[Object position labeling records]
---

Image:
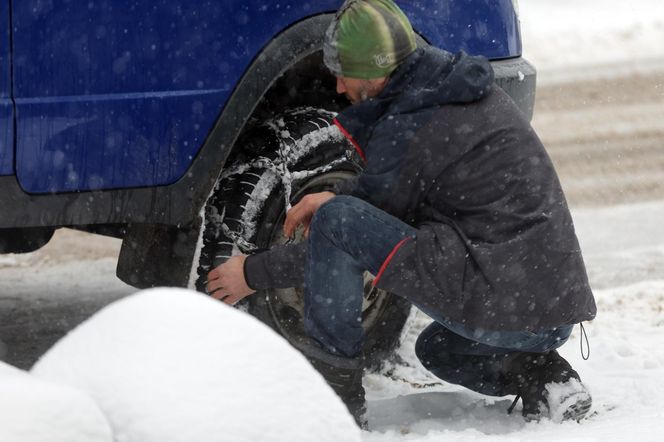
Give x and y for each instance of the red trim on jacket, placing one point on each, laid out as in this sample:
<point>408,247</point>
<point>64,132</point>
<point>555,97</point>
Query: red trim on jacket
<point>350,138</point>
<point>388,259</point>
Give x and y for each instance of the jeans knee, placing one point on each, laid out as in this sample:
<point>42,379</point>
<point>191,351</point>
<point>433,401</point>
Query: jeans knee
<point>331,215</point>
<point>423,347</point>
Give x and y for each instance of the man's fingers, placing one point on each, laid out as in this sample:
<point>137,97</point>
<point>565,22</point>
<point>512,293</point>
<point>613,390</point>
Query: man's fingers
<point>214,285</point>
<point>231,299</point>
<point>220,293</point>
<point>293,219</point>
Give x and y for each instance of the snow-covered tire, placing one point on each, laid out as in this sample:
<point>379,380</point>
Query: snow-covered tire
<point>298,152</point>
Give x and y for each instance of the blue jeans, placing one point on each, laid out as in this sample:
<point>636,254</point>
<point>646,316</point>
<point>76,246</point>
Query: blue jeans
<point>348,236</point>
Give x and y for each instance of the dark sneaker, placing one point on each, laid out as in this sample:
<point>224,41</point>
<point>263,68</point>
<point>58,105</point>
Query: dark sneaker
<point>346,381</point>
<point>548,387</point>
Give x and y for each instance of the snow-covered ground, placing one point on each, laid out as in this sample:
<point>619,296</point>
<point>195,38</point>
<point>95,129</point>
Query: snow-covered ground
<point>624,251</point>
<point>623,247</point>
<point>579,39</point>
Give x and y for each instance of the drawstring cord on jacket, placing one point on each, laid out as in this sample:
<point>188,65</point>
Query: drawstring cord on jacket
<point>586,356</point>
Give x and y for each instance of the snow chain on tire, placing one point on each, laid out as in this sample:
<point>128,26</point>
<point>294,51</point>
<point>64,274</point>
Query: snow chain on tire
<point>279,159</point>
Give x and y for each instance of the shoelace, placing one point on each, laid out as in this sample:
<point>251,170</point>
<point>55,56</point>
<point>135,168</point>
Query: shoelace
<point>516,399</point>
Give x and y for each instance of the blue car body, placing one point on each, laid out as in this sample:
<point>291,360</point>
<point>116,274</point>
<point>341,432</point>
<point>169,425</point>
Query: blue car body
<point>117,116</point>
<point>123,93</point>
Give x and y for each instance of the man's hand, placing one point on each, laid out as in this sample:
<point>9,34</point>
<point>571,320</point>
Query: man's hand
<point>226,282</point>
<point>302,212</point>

---

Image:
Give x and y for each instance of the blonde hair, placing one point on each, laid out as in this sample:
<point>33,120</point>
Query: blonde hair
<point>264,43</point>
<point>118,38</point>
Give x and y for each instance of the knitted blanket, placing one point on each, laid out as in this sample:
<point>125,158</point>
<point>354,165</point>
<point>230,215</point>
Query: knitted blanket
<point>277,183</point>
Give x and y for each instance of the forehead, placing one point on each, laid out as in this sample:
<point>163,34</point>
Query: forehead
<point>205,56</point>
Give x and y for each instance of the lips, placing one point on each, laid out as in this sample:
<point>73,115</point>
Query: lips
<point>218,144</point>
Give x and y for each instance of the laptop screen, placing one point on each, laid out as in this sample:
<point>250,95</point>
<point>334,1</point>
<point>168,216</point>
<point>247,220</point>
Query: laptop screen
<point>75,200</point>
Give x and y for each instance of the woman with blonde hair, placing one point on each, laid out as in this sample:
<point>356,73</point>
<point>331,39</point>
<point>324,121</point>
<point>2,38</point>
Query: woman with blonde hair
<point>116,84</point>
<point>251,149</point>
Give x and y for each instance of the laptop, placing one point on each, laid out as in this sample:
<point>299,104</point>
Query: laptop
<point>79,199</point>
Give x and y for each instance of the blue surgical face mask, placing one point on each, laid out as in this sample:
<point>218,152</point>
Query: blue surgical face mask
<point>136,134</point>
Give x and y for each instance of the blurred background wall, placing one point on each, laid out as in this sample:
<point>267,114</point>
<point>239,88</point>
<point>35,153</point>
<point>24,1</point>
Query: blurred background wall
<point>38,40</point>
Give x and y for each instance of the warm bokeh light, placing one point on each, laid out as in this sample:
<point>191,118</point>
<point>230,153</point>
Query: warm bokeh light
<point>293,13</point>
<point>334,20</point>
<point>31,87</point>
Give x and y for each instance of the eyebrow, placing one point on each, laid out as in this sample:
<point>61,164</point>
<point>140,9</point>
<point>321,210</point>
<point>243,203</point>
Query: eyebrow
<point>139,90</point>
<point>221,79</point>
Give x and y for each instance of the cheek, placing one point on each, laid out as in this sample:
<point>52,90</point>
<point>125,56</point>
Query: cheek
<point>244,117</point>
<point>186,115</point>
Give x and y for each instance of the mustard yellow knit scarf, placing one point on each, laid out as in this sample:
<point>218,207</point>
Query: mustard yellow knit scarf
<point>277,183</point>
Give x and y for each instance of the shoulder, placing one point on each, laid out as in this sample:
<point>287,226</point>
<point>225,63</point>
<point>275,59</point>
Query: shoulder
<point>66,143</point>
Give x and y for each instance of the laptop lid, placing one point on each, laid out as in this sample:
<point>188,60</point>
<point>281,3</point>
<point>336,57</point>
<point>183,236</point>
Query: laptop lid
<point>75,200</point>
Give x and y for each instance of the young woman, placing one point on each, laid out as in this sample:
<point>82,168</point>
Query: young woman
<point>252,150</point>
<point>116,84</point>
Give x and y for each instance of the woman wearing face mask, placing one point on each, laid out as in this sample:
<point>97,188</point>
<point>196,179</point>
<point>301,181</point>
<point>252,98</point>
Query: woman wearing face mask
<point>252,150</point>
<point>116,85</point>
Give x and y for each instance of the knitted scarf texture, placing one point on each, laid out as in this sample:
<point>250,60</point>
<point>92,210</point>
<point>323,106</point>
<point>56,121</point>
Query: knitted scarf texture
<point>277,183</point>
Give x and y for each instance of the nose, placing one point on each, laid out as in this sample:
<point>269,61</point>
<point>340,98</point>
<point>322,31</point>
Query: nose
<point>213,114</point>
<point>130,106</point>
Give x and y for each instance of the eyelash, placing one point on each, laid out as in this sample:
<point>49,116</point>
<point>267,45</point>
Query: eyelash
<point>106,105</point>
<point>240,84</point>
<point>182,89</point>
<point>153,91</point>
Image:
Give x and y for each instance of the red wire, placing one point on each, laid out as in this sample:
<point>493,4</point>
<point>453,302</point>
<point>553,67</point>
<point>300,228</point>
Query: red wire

---

▶ **Exercise brief**:
Copy out the part of the records that opens with the line containing "Give x and y for each instance of the blurred" and closes with the line containing "<point>38,40</point>", replacing "background wall" with "rear wall" each time it occurs and keeping everything else unchanged. Return only those lines.

▶ **Full solution**:
Give x and y for each instance of the blurred rear wall, placing one point on each, laid out as in this sample:
<point>267,114</point>
<point>239,88</point>
<point>35,153</point>
<point>24,1</point>
Query: blurred rear wall
<point>38,40</point>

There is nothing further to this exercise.